Could you copy out the listing below line for line, without changing a single character?

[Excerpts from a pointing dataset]
-=-=-=-=-

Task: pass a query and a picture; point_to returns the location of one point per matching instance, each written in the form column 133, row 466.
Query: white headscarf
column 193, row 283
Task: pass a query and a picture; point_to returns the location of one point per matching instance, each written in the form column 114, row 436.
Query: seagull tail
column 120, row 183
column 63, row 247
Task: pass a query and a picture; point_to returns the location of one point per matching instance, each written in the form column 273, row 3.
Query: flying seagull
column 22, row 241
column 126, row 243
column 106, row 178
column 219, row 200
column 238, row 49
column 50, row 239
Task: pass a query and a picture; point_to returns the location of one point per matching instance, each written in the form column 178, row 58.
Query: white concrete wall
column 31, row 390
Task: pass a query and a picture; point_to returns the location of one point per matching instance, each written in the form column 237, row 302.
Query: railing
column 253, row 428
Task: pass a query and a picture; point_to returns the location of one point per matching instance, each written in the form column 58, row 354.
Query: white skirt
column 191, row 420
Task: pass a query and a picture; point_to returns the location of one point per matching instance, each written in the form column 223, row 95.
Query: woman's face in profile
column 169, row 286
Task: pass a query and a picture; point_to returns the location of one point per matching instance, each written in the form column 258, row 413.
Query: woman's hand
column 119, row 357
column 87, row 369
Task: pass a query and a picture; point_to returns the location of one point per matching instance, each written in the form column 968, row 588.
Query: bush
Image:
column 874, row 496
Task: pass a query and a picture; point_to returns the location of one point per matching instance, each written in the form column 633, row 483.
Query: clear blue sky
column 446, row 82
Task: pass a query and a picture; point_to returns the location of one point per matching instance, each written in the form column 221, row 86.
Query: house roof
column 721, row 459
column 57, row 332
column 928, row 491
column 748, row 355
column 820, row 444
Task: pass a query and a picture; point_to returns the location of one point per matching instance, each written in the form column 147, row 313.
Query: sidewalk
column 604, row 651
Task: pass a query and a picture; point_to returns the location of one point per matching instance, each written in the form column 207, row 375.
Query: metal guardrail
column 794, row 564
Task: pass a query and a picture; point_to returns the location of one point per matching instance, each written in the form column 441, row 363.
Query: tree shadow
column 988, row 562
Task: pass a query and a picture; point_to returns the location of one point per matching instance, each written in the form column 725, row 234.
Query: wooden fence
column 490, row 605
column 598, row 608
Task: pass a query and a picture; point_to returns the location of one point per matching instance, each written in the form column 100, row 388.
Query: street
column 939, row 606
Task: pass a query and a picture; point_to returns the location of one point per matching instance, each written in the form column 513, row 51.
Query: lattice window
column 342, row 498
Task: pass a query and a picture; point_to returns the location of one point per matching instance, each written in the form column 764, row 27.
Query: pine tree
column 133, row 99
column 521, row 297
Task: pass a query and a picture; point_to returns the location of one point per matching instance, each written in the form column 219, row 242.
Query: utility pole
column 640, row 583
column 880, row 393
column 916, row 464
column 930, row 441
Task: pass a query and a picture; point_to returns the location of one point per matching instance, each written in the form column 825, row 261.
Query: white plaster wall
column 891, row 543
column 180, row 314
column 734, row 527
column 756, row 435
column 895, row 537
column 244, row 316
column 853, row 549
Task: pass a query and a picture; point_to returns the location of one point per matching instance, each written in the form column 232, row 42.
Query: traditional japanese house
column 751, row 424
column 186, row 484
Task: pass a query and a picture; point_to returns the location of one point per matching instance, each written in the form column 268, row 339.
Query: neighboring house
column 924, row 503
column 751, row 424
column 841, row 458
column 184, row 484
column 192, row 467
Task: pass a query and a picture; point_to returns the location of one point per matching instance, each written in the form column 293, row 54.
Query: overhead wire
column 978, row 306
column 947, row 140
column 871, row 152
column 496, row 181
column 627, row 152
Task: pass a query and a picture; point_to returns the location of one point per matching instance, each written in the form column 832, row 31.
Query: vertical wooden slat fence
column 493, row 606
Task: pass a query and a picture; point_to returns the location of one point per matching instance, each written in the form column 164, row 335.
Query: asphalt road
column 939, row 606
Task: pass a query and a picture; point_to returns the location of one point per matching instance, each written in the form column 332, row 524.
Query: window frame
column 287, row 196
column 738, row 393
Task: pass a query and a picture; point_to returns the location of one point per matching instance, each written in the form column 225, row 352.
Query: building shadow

-=-=-=-=-

RESPONSE TO THIS TASK:
Task: pass a query and a picture; point_to returns the location of one point per matching instance, each written in the form column 133, row 466.
Query: white headscarf
column 193, row 283
Task: pass a query and a picture; point_to returns the location of one point per matching instance, each written in the form column 114, row 436.
Query: seagull tail
column 120, row 183
column 63, row 247
Task: pass a query and a picture; point_to returns the location of one point per matching instance, each written in the form column 273, row 3.
Query: flying seagull
column 22, row 241
column 126, row 243
column 106, row 178
column 219, row 200
column 238, row 49
column 50, row 239
Task: pass a query and a picture; point_to returns the location of one point per matching instance, each written in the form column 178, row 58.
Query: white concrete wall
column 31, row 390
Task: pass a query and a picture; point_to returns the location of one point per matching instance, each written in the form column 237, row 302.
Query: railing
column 253, row 428
Task: pass a query and a picture; point_to returns the location of one point per matching instance, each written in the form column 58, row 354.
Query: white skirt
column 191, row 420
Task: pass a query and a picture; point_to returns the location of one point per matching instance, each written in the form column 223, row 95.
Query: woman's face in profile
column 169, row 286
Task: pass a query and a picture; point_to returns the location of one point per matching instance, each written in the form column 258, row 413.
Query: woman's hand
column 119, row 357
column 87, row 369
Task: pass a query and a picture; point_to returns the location of one point per matching instance, each written in the form column 968, row 588.
Query: bush
Image:
column 874, row 496
Task: pass a query and a picture; point_to returns the location of one point per matching instance, each written in the form column 633, row 483.
Query: clear blue sky
column 446, row 82
Task: pass a query and a picture; point_to returns the location of one point per matching instance, each written in the form column 221, row 86.
Query: house roof
column 721, row 459
column 57, row 332
column 928, row 491
column 748, row 355
column 820, row 444
Task: pass a query and a picture; point_to returns the location of one point per matching instance, each written in the form column 147, row 313.
Query: sidewalk
column 604, row 651
Task: pass a query and a picture; point_to returns the location of one point per matching instance, each written in the form column 207, row 375.
Query: metal guardrail
column 794, row 564
Task: pass a query and a picture; point_to returns the location of one point per matching instance, each written in the form column 441, row 363.
Query: tree shadow
column 988, row 562
Task: pass a query and a picture; point_to returns the location of one point per matching instance, each written in the form column 725, row 234.
Query: wooden fence
column 490, row 605
column 598, row 608
Task: pass a query and a picture; point_to returns the location of one point per matching instance, each written in the form column 100, row 388.
Query: street
column 939, row 606
Task: pass a query and a picture; point_to returns the location of one point per matching instance, each written in the form column 513, row 51.
Query: lattice window
column 342, row 498
Task: pass a query and a picture; point_to returns the location of one point per matching instance, each written in the form column 764, row 27.
Query: pine tree
column 133, row 99
column 521, row 297
Task: pass a query and a picture; point_to returns the location of one point per matching instance, each written in the form column 219, row 242.
Query: utility pole
column 640, row 583
column 880, row 393
column 916, row 464
column 930, row 441
Task: pass a query and a picture; point_to returns the location of one point per matching instance, each written in the form column 825, row 261.
Query: white plaster wall
column 891, row 543
column 180, row 314
column 734, row 527
column 756, row 435
column 895, row 537
column 244, row 316
column 853, row 549
Task: pass a query and a picture; point_to returns the location of one point per matching instance, each written in the form column 232, row 42.
Query: traditional japanese house
column 751, row 424
column 186, row 484
Task: pass a query and a picture; point_to returns the location of one point per matching instance, each written in the form column 268, row 339.
Query: neighboring house
column 924, row 503
column 751, row 424
column 841, row 458
column 184, row 484
column 192, row 467
Task: pass a query and a picture; point_to returns the location of one point per matching instance, each written in the form column 293, row 54.
Query: overhead wire
column 978, row 306
column 947, row 140
column 871, row 152
column 496, row 181
column 627, row 152
Task: pass a query and a picture; point_to returns the location of one point per matching instance, each written in the form column 832, row 31.
Query: vertical wooden slat fence
column 493, row 606
Task: pass a query and a picture; point_to returns the location of one point per matching instance, each written in the form column 164, row 335.
Query: asphalt road
column 939, row 606
Task: pass a query and a picture; point_to returns the location of one point per matching instance, each written in the form column 332, row 524.
Query: window frame
column 287, row 196
column 738, row 393
Task: pass a query and a picture; point_to returns the location of one point per matching instance, each written in the form column 225, row 352.
Query: building shadow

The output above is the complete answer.